→ TASK BRIEF: From the first line to the last, restate the records word for word, skipping the pictures.

(Region pointing data)
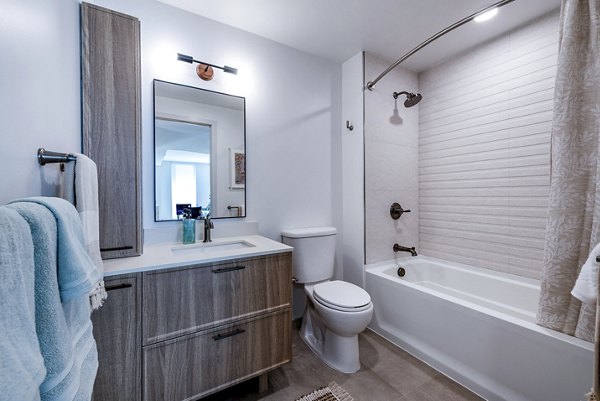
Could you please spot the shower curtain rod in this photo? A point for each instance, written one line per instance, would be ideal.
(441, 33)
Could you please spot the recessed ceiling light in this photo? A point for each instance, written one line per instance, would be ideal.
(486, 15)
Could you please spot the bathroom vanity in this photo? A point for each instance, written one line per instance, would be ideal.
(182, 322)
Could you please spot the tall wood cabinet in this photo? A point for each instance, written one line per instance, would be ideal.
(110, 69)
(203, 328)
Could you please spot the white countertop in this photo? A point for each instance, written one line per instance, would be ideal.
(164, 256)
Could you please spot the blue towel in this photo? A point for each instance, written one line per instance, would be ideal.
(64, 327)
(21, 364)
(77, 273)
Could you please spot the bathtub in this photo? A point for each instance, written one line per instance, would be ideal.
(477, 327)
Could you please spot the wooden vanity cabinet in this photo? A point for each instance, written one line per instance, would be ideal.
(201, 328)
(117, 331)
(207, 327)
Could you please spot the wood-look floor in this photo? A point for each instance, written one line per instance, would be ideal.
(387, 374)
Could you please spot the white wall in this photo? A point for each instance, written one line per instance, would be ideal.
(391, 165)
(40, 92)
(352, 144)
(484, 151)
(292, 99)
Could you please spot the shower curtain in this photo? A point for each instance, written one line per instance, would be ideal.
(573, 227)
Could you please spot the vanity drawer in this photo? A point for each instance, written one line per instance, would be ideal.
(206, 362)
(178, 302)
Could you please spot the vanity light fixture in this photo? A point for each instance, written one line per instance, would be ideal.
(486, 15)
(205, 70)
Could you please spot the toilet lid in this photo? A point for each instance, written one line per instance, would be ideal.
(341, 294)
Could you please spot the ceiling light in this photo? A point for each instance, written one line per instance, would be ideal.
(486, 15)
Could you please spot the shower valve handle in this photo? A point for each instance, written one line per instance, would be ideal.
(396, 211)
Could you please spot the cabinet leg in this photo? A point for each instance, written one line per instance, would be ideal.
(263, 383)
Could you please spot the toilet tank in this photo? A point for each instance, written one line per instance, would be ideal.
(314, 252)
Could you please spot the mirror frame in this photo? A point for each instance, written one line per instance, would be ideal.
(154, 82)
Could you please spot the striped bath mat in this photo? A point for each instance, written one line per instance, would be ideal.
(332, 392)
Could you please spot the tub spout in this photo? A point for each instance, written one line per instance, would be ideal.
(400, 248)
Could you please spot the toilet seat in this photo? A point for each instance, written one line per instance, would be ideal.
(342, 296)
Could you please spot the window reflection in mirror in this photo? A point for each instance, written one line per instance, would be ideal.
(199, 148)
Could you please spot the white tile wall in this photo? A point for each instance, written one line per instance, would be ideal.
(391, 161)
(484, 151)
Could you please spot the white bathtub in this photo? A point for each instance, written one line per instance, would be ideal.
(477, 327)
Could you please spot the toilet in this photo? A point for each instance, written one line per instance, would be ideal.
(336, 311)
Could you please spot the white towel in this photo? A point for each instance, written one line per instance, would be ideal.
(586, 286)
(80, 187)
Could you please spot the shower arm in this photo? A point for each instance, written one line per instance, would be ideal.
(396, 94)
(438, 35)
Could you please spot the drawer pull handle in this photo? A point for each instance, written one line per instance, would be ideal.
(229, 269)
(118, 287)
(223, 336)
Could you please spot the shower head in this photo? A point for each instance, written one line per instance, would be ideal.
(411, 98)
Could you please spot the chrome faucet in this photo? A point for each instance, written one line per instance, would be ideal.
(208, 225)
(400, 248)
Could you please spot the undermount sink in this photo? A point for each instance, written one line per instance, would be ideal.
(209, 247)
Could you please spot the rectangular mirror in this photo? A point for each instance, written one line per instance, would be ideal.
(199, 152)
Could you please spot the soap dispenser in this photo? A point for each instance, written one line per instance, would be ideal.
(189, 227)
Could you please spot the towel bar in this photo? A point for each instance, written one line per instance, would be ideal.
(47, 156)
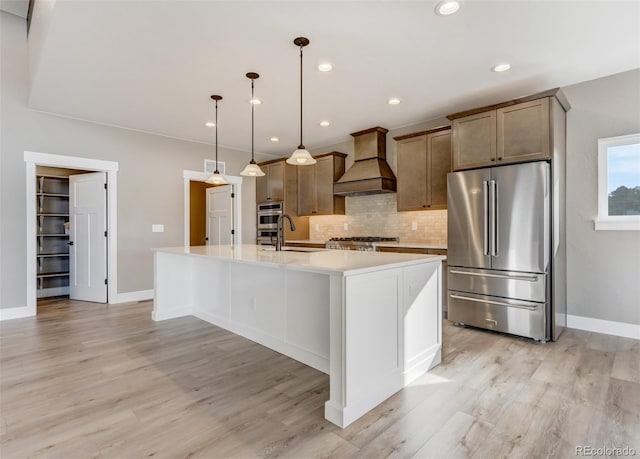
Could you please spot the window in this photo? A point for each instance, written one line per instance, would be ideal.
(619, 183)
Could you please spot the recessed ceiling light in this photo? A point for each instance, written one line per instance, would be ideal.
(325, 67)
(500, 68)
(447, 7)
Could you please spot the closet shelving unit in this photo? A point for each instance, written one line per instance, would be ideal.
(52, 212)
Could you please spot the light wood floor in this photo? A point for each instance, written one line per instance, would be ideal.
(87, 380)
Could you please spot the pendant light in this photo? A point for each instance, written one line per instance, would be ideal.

→ EXPECTED ANSWER:
Could you please spot the shower curtain rod in this photo? A point for each instance, written one line per instance, would be ideal.
(441, 33)
Could you please spot the recessed ceiling light in this photo? A point for each instance, written one line per instance, would be ideal.
(486, 15)
Could you please spot the bathroom vanity in this photo? A point for each instance, written one line per instance, would be ideal.
(182, 322)
Could you please spot the tall wood cabinet in this photo? A point for each instance, written one line per instance, would be ideal.
(110, 69)
(203, 328)
Could you please spot the white countertop in this photo? A point for each instance, written one line per instance, would be ideal.
(164, 256)
Could you please spot the blue towel in this photo? A point for each instance, written one line per instance, would be ideal.
(64, 327)
(21, 364)
(77, 273)
Could you please spot the bathtub in this photo? A point for each instance, written one line per instance, would be ideal.
(477, 327)
Could you please spot the wooden vanity cabinet in this photo? A point for each instance, written one line per instance, would be ideal.
(201, 328)
(117, 331)
(207, 327)
Could you please spot the wood-look floor in this photo? A point for each instance, written one line per instance, would be ideal.
(387, 374)
Could you please spot the white wall in this photo? A point for each instance, written one line per instance, would be ideal.
(391, 165)
(40, 92)
(352, 144)
(484, 151)
(292, 99)
Could you please spot the shower curtain in this photo? A point for each instance, written one line per instance, would be ideal.
(573, 227)
Could you please spot the vanity drawer in this photo? A point for each instance, written one line per instance, would be ideal.
(206, 362)
(178, 302)
Could you please spot the vanity light fixture in this photo? A point for each instance, written one line per instance, would be ideal.
(486, 15)
(205, 70)
Could you please spot the toilet lid in this photo? A point for each instance, written one line per instance, would be ideal.
(341, 294)
Could you please spot the ceiling light in this photo? A point for each instance, written one line per instance, would be ideal.
(486, 15)
Could you please spot the shower valve handle in this photo? A point for each instance, written one line per instance, would be ideal.
(396, 211)
Could you please spot the cabinet leg in this photo? A point for each instance, written one line per instance, would be ideal.
(263, 383)
Could you please spot the toilet tank in this photo? A point for each instance, written one line per instance, would be ideal.
(314, 252)
Could you please spot the mirror frame in this photo? A point for each instance, written one line per instance, would be ideal.
(154, 82)
Could you please spot the striped bath mat in this photo? A point for each instance, written one line per instance, would be ideal.
(332, 392)
Could you please spot the tub spout in this photo? A point for each instance, written one line per instance, would be ideal.
(400, 248)
Could you please spot the toilet seat in this photo? A point for each instance, written one line per instance, would be ideal.
(342, 296)
Could you please spot the window reflection in mirror in this photo? A point for each instance, written one line per instance, would be ideal.
(199, 148)
Could you please spot the white tile wall in this photo? A point for each instance, written one line per instance, would be ideal.
(391, 161)
(484, 151)
Could you please spot the white bathtub in this photo? A point for each instance, written one line per instance, would be ideal.
(477, 327)
Could you please spot the toilet in this photo? A point for each instance, written one line per instance, would be ideal.
(336, 311)
Could you please spot the white towel in this photo? A point for each instance, written one line per instance, would be ideal.
(586, 286)
(80, 187)
Could you please spot the shower arm in this photo? A point for each instance, written one line per instance, would be ideal.
(396, 94)
(438, 35)
Could you please spot the drawer pull handle in this photo? A point for each instance, written one line per instance, would be ideal.
(229, 269)
(118, 287)
(223, 336)
Could you please spot the shower head in this photo? A point for each instance, written one line per instance, would be ideal.
(411, 98)
Could you please spot the chrome faucet in this photo? A point for each instance, written one line per instance, would be ideal.
(208, 225)
(400, 248)
Could you please spot the undermount sink in this photo? A point for each instance, written one line per instance, would be ideal.
(209, 247)
Could you please spot the rectangular mirror in this photo? A point for each instance, written one line per instance, would be ideal.
(199, 152)
Could you please spot the soap dispenser in this photo? A point for each instance, written one line per instance, would be ideal.
(189, 227)
Could you please spot the towel bar in this photo? A point for each instance, written one line per instance, would be ideal.
(47, 156)
Could you please spot the window in this photo? A point for each instance, written one line per instance, would be ideal.
(619, 183)
Could you please spot the recessed ceiling light in this photo? A point for each instance, written one line per instance, would be ideal.
(325, 67)
(500, 68)
(447, 7)
Could you please spot the closet shelving unit in this photo? A point for each instance, written one line per instance, would be ideal.
(52, 212)
Could you please spot the light wood floor in this photo? A point for each instance, written one line per instance, would be ideal.
(87, 380)
Could you please spot the pendant light in this photo? A point for each instance, written one line per instance, would be ideal.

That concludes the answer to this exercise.